Potongan Dokumen
------

Sedangkan faktor eksternalnya adalah dorongan teman, keluarga maupun orang-orang yang dianggap penting. Faktor lainnya, tambah Teguh, adalah dorongan dari lingkungan seperti program atau kebijakan pemerintah, pendidikan atau pelatihan kewirausahaan, dan sebagainya.
Empat Jenis Bisnis Sosial
Yang terakhir adalah karena kondisi sosial ekonomi lingkungan sekitar. Menurut Teguh, saat ini sociopreneur sudah berkembang pesat di Indonesia, mengacu pada penilaian ekosistem social entrepreneurship, di antaranya:
1. Adanya berbagai kebijakan yang mendorong kewirausahaan, namun belum ada regulasi yang spesifik terkait social entrepreneurship.
2. Banyak akses dana baik dari pemerintah, swasta, LSM, investor, dan sebagainya.
3. Dukungan keluarga, orang sekitar dan tokoh-tokoh yang dianggap penting bagi seorang individu.
4. Budaya Indonesia yang lebih kolektif.
5. SDM Indonesia cukup besar terutama di usia produktif dengan pendidikan yang baik
6. Kondisi geografis Indonesia dengan berbagai sumber kekayaan alam dan budaya yang bisa menjadi modal dasar pengembangan usaha
Â
Menurut Teguh, secara umum ada empat jenis bisnis sosial dari para sociopreneur, dan seluruhnya ada di Indonesia, yaitu berbasis komunitas, nirlaba, gabungan (hybrid), dan berorientasi laba. "Bidang usahanya luas seperti bidang makanan, indsutri kerajinan, pariwisata, pertanian, jasa, dan sebagainya," jelas Teguh.
Ia meyakini sociopreneur akan semakin berkembang dan diminati. Hal itu bisa dilihat dari bidang usaha yang mendukung pencapaian SDG’s, seperti energi terbarukan yang terjangkau, penciptaan lapangan kerja, produksi dan konsumsi yang lebih berkelanjutan dan upaya dalam mengurangi dampak perubahan iklim.
Advertisement
Peluang Melakukan Perubahan
Selain itu, karakteristik kaum muda atau milenial Indonesia yang lebih sadar terhadap kondisi lingkungan dan sosial masyarakat. Faktor pendorong lainnya adalah beberapa fakta tentang Indonesia, seperti tingkat kemiskinan yang relatif masih tinggi, masih adanya kelompok masyarakat yang kesulitan air bersih, kesenjangan pendidikan di Indonesia, dan kondisi limbah serta sampah.

------

Catatan Data
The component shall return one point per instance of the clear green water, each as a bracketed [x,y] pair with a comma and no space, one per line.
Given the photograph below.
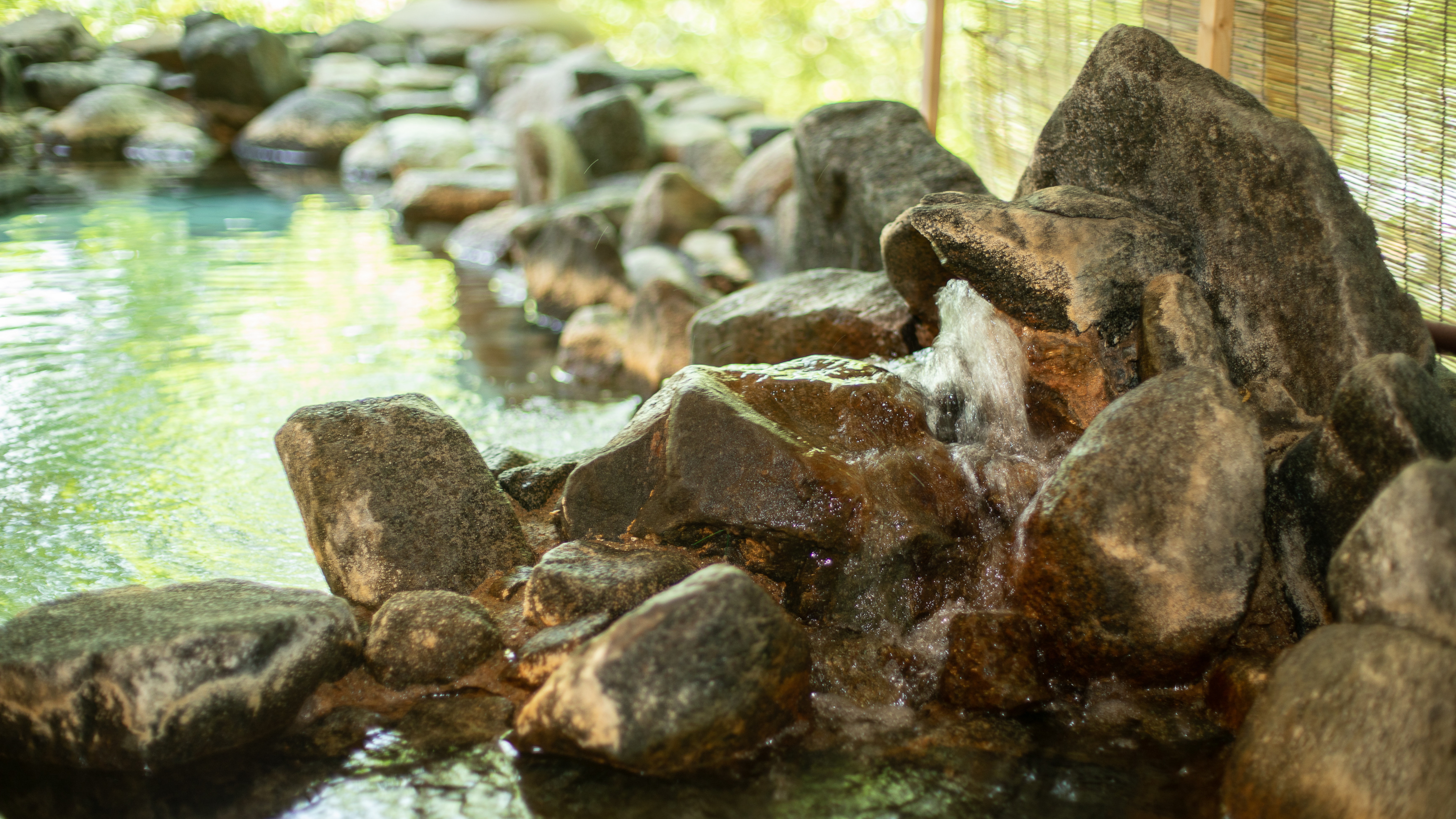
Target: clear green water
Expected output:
[153,334]
[152,340]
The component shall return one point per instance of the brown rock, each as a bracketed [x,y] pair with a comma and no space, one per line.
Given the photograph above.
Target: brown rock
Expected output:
[1356,722]
[859,167]
[375,526]
[587,577]
[698,677]
[669,203]
[834,313]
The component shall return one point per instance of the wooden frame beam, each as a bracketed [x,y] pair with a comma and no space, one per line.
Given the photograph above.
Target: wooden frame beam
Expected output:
[1216,35]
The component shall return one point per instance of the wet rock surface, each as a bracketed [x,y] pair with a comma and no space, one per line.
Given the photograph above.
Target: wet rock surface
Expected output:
[1387,415]
[1062,260]
[423,637]
[587,577]
[373,526]
[820,474]
[832,313]
[1139,556]
[145,678]
[861,165]
[698,677]
[1286,257]
[1358,720]
[1398,563]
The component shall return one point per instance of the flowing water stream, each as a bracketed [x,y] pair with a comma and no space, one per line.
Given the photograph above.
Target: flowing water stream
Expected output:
[155,334]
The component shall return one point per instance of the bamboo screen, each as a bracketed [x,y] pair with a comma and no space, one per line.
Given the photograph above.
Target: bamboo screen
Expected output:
[1372,79]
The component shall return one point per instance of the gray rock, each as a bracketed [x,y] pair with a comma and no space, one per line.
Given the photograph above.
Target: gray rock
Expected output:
[656,340]
[1177,329]
[239,71]
[611,133]
[354,37]
[992,662]
[589,577]
[1387,415]
[819,457]
[669,205]
[98,124]
[1286,257]
[449,196]
[499,458]
[1141,554]
[859,165]
[533,484]
[453,722]
[1358,720]
[548,164]
[146,678]
[545,652]
[698,677]
[356,470]
[306,127]
[56,85]
[763,178]
[830,313]
[1398,563]
[424,637]
[1061,260]
[49,37]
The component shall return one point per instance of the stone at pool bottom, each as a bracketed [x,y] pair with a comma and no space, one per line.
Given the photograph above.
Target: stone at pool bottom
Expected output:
[145,678]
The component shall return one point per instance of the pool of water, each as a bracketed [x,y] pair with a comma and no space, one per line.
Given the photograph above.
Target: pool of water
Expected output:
[155,334]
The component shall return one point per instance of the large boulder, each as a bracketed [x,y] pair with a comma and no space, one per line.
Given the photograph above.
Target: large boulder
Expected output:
[1061,260]
[589,577]
[49,37]
[701,675]
[98,124]
[820,473]
[859,167]
[395,497]
[1387,413]
[1141,554]
[239,71]
[306,127]
[56,85]
[1398,563]
[1288,258]
[430,636]
[832,313]
[140,678]
[1356,722]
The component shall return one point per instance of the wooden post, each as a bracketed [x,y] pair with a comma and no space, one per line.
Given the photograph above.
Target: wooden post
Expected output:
[1216,35]
[934,38]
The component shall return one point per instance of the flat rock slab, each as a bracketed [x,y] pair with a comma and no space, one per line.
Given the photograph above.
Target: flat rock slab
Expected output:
[583,579]
[140,678]
[830,313]
[1286,257]
[395,497]
[698,677]
[1358,720]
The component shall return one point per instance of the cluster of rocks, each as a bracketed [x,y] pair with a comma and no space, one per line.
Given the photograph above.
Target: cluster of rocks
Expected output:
[1163,422]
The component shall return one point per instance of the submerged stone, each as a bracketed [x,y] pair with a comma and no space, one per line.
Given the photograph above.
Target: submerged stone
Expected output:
[1141,554]
[1286,257]
[1358,720]
[859,167]
[373,525]
[698,677]
[832,313]
[587,577]
[140,678]
[424,637]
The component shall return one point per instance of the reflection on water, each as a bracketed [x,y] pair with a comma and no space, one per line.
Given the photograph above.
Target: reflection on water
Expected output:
[152,339]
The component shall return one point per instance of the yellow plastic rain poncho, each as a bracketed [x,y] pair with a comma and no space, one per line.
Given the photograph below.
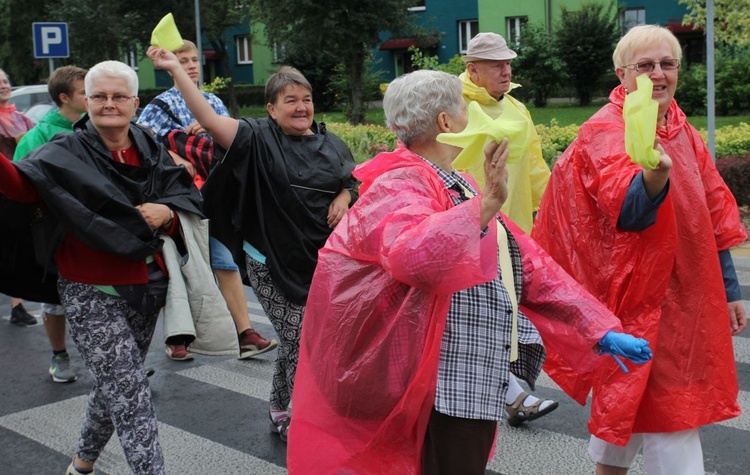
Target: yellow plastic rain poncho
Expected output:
[166,35]
[528,173]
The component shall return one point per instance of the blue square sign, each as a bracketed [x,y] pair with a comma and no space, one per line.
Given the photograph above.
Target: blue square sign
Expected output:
[50,40]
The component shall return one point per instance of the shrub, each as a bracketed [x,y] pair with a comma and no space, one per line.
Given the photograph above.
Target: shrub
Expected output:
[732,89]
[538,66]
[555,139]
[735,170]
[731,140]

------

Ketentuan Tugas
(1) Tolong tuliskan kembali, tanpa perubahan sedikit pun, seluruh bagian potongan dokumen mulai dari "Sedangkan faktor eksternalnya" terus ke bawah hingga "investor, dan sebagainya.".
(2) Sebutkan semua jenis bisnis sosial yang disebut dalam potongan dokumen.

Jawaban Tiap Tugas
(1)
Sedangkan faktor eksternalnya adalah dorongan teman, keluarga maupun orang-orang yang dianggap penting. Faktor lainnya, tambah Teguh, adalah dorongan dari lingkungan seperti program atau kebijakan pemerintah, pendidikan atau pelatihan kewirausahaan, dan sebagainya.
Empat Jenis Bisnis Sosial
Yang terakhir adalah karena kondisi sosial ekonomi lingkungan sekitar. Menurut Teguh, saat ini sociopreneur sudah berkembang pesat di Indonesia, mengacu pada penilaian ekosistem social entrepreneurship, di antaranya:
1. Adanya berbagai kebijakan yang mendorong kewirausahaan, namun belum ada regulasi yang spesifik terkait social entrepreneurship.
2. Banyak akses dana baik dari pemerintah, swasta, LSM, investor, dan sebagainya.

(2)
1. Berbasis komunitas
2. Nirlaba
3. Gabungan (hybrid)
4. Berorientasi laba